- Text excerpt
How did you discover what sex was, or explore what bodies are like?
I found copies of Playboy under my dad’s bed. I was drawn to boobs and I liked to see women in bikinis. I saw internet stuff, but a lot that can get pretty weird so that put me off. I found I’ve never watched a pornographic movie. The closest I’ve come is Baywatch or that film Earth Girls Are Easy, but I got so bored that I fell asleep halfway through. Actually, now that I think about it, I remember when I was a teenager I saw a man giving a woman oral sex while watching a movie at a drive-through.

Have you ever seen a woman naked, in real life?
When I was in my 20s, I lived by a lake and I saw some skinny dippers, but I didn’t talk to them because I didn’t think they’d be interested in me. I saw them walking on the road, but they were out of shape.  I did see some better-looking ones, but I could only see their breasts. It wasn’t as if I went to watch them, I just happened on them.

What fueled your sexual fantasies?
Not those women, but the ones I had seen on the internet. Sometimes I would imagine myself having sex or holding a cute person I knew.  But I don’t masturbate much these days because it just causes misery and suffering. Also, I think I’ve got to the point where I no longer have much of a libido. My sex drive is just about gone.

How often did you masturbate?
Every second or third day. Sometimes I would go a week or a week and a half. I never had any problems reaching an orgasm.

Is sex on your mind a lot?
Up until about five years ago, yes, and it was absolute torture. When I was younger, I’d lay there hour after hour burning with passion. It was like your hormones dictated your thoughts and they were stronger than I was. I recently said a little prayer and decided to stop thinking about it; also, as I said, my sex drive has diminished as I’ve gotten older.

What faith are you? Did you grow up religious?
No, I got baptized in my 20s. I moved in with my grandparents, to get away from my dad. They had little cabin by the river. It was beautiful; it reminded me of the Katharine Hepburn film On Golden Pond. There was fishing and gold panning. My grandmother introduced me to religion. Even though I’m religious, that’s not really what’s stopped me from having sex. When people ask me why I’m a virgin, I tell them I suffer from terminal ugliness. I have an eye that doesn’t line up with the other one. I’d probably look better if I wore a pirate patch.

What was your social life like when you were growing up?
I had some friends, but I was beat up a lot because of how I looked. I was a rail-thin nerd; I’d stuff cardboard in my shoes to make myself taller and my left eye is messed up. I was afraid to sleep when my father was around, so I was always exhausted. One time I fell asleep sitting up and smashed my eye on a knob on the bedpost. It severed a nerve that closed my pupil. The pain was so extreme I couldn’t face the sun even with my eyes closed because it hurt so much. I had to walk around with my head tilted.

What did you do when you left school?
It was almost impossible for me to get a job when I was younger. I don’t have the kind of face that attracts people to want to hire me. I lived with my grandmother up until I was about 30 and I really felt trapped, lonely with no way out. I got a job as a telemarketer but quit when I figured out it was a scam, so I did some construction work before going to college to study computer programming when I was 32.

So you were a 32-year-old college student who was a virgin? What was campus life like?

- Listing
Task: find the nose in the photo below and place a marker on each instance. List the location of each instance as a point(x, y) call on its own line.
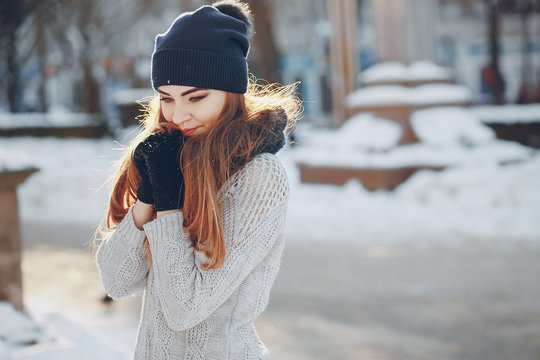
point(180, 115)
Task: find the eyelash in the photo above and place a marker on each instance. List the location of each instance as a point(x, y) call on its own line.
point(193, 99)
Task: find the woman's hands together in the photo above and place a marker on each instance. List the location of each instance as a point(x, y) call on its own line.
point(157, 159)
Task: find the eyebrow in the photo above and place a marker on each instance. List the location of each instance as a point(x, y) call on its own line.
point(184, 93)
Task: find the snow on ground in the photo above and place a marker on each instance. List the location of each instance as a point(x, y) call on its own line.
point(363, 131)
point(56, 119)
point(428, 94)
point(52, 333)
point(482, 200)
point(510, 114)
point(489, 191)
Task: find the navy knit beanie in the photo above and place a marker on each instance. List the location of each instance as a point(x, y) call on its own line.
point(205, 48)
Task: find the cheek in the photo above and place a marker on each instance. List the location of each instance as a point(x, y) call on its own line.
point(210, 116)
point(167, 112)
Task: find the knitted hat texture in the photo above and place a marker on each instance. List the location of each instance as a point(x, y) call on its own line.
point(205, 48)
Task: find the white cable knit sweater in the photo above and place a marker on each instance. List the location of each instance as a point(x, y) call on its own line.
point(191, 313)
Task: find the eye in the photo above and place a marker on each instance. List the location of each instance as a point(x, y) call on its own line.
point(197, 98)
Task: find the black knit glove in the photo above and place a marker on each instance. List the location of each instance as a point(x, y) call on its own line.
point(144, 191)
point(161, 154)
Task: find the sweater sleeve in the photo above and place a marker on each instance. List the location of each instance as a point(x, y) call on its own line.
point(253, 217)
point(122, 259)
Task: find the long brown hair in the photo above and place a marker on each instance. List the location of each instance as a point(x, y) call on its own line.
point(209, 160)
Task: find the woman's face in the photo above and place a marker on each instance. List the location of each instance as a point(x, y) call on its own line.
point(193, 110)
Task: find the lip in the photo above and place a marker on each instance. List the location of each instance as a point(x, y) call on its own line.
point(188, 132)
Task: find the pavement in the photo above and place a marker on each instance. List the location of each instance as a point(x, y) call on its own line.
point(468, 299)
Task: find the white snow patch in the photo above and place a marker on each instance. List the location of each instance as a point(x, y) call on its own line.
point(130, 96)
point(507, 114)
point(361, 131)
point(56, 119)
point(395, 71)
point(428, 94)
point(450, 126)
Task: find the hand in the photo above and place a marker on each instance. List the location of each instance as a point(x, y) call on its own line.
point(144, 191)
point(161, 154)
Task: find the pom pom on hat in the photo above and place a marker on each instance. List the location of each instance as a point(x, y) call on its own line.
point(205, 48)
point(237, 10)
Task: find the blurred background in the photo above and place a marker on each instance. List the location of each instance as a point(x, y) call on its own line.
point(413, 227)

- Challenge
Write the next part of the interview about virginity and sexual experience, picking up after its final question.

- Task answer
It was hell. Everyone was enjoying spending time with women and I felt invisible. If I got attracted to a woman, my mind would just go blank and I couldn’t think of anything to say. Typical nerd. I felt like a freak. Everybody was getting something and I wasn’t. There was a time where I was just getting so inflamed and lonely I would have done it with anyone who offered.

Did you date or have girlfriends?
I’ve only ever been on one date and I have never been in a relationship.

Do you think it’s harder trying to lose your virginity if you’re a man because you have to initiate?
I think so. Women either think I’m going too slow or too fast and I can’t seem to find an in between.

Did you have trouble knowing when a woman is interested?
I had a friend at college who pointed out that this girl liked me. He said you could tell by the way she crossed her legs when she was talking to me.  “She wants you,” but I had no idea. There was another time I was at the beach by the river talking to this girl who was wearing a bikini that was a few sizes too big for her, kind of showing me her breasts. I should have realized she was interested in me. I probably would have gone for it if I had really known at the time that she was indicating that she wanted to have sex. But I didn’t do anything.

Did you ever think of just asking a friend to have sex with you so you could have the experience?
When I was about 15, I did ask a girl, but she said, "No, my mom won’t allow it" and she wasn’t going to have sex until she was a responsible adult.

But what about when you were older, did you ever think about seeing a prostitute?
In the past, I thought about it, but I told myself, What’s going to happen if I pay for sex and just have it once? It will just be worse because I’ll know what it’s like and then I’ll want more, like having a taste of a fine steak and then learning you will only get to eat hard beans and drink water for the rest of your life.

Is it fair to say that you’re scared of having sex?
I think so. I worry if I will be able to bring pleasure to my mate? Will I be a complete drag? I’m scared of getting rejected afterwards and also just not knowing what to do. I might not measure up to her expectations. I think there must be some sort of learning curve involved in it before it becomes fun. Any activity requires practice before you are really going to enjoy it.

Do you think you have a fear of relationships as well?
Yes. I’ve seen firsthand how bad marriage can be. So many people are just focused on their own needs. I consider myself damaged enough, emotionally, to never be able to function in a relationship. I think you need a certain amount of stability to cope with the dynamics.  I can’t handle harsh criticism and lack the social skills to relate to another person intimately. I have such low self-esteem; I can’t take it when someone says something mean to me.

Have you felt lonely your whole life?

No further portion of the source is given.